▶ **Page text**
-- Opening Marker --

Eye problems

Ailments of this type can be the result of either a localised or indicative of more generalised illness. Sick birds often perch with both eyes closed, but there is often no sign of swelling, with the notable exception of a pox virus infection, whereas if only one eye is inflamed, the infection is probably localised.
In the case of generalised illness, there will almost certainly be other symptoms. These will vary, but may include enteritis which results in loose green, often blood-stained droppings.
An inflamed eye can actually be surprisingly hard to spot, because the bird will inevitably try to perch in such a way that it can still see you out of its good eye. The first indication of the problem may simply be that the bird is rubbing one side of its head on the perch more often than usual, trying to lessen the irritation linked with the affected eye.

While a bird which is clearly sick must be removed from the aviary and provided with extra heat and appropriate medication, you can simply bring a bird with a minor eye ailment into the birdroom for treatment. Budgerigars tend to be more susceptible to this type of problem than canaries, possibly because they tend to wipe their heads on perches more frequently.

-- Closing Marker --

▶ **Information given**
-- Opening Marker --

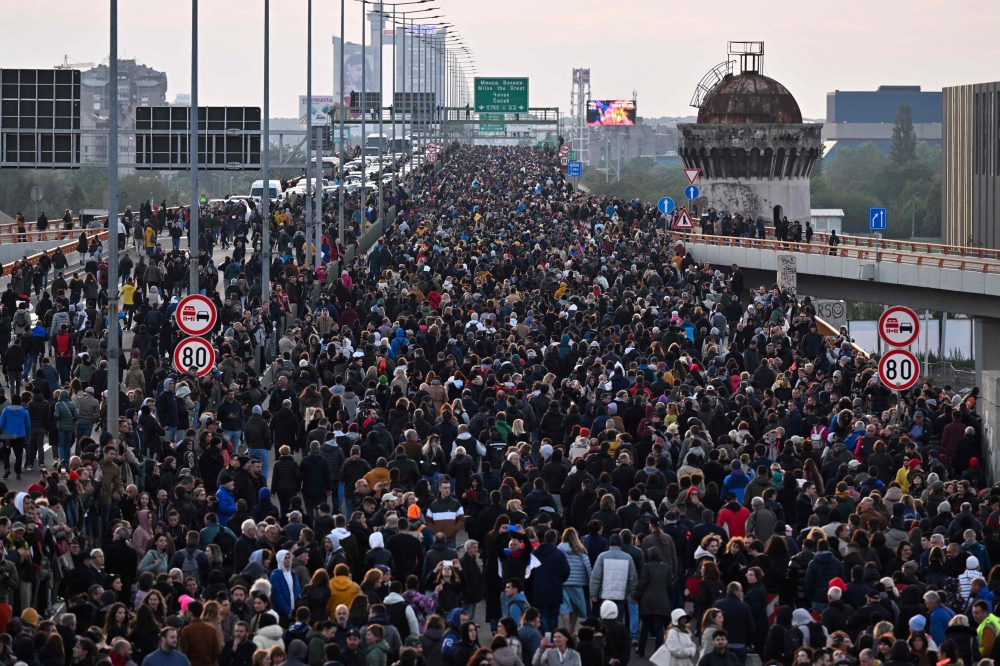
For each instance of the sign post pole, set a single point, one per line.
(114, 376)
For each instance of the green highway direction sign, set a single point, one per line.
(501, 94)
(492, 124)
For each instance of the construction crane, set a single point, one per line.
(74, 65)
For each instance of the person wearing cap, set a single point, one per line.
(614, 576)
(16, 424)
(316, 478)
(446, 514)
(257, 437)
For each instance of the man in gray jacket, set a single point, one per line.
(761, 521)
(614, 577)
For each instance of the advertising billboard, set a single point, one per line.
(321, 109)
(610, 112)
(358, 66)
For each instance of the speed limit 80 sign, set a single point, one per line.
(194, 354)
(899, 369)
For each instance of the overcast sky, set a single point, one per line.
(659, 49)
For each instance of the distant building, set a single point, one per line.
(137, 85)
(857, 117)
(825, 220)
(970, 165)
(754, 151)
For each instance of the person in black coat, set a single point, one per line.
(284, 426)
(553, 572)
(286, 480)
(617, 638)
(737, 620)
(315, 473)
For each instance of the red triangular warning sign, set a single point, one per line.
(683, 222)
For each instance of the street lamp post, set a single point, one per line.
(265, 243)
(193, 152)
(309, 175)
(114, 376)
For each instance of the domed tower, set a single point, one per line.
(754, 151)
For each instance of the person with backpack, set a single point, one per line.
(782, 639)
(192, 561)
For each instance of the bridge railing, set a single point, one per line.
(822, 238)
(860, 252)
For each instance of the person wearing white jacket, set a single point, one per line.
(679, 648)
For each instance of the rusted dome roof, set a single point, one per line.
(749, 98)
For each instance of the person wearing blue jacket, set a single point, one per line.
(285, 586)
(227, 503)
(15, 423)
(549, 579)
(736, 482)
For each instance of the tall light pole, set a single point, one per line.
(343, 154)
(265, 243)
(114, 377)
(381, 91)
(193, 152)
(309, 196)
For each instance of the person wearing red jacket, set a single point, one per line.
(733, 517)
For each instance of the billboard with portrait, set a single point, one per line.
(610, 112)
(360, 67)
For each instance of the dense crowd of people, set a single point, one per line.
(527, 427)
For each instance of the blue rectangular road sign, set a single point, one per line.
(876, 219)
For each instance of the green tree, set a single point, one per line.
(904, 139)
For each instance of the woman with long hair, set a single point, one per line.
(447, 584)
(316, 595)
(561, 651)
(679, 643)
(145, 633)
(117, 622)
(212, 614)
(155, 602)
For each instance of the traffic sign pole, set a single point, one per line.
(898, 327)
(898, 370)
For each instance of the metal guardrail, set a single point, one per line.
(822, 238)
(860, 252)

-- Closing Marker --

▶ **Assignment 1**
Repeat the eye problems text word for word from "An inflamed eye" to "perches more frequently.".
▶ **Assignment 2**
According to the eye problems text, what must be done for a bird that is clearly sick? List each measure.
The items play no part in what comes next.

▶ **Solution 1**
An inflamed eye can actually be surprisingly hard to spot, because the bird will inevitably try to perch in such a way that it can still see you out of its good eye. The first indication of the problem may simply be that the bird is rubbing one side of its head on the perch more often than usual, trying to lessen the irritation linked with the affected eye.

While a bird which is clearly sick must be removed from the aviary and provided with extra heat and appropriate medication, you can simply bring a bird with a minor eye ailment into the birdroom for treatment. Budgerigars tend to be more susceptible to this type of problem than canaries, possibly because they tend to wipe their heads on perches more frequently.

▶ **Solution 2**
- Remove it from the aviary
- Provide it with extra heat
- Give it appropriate medication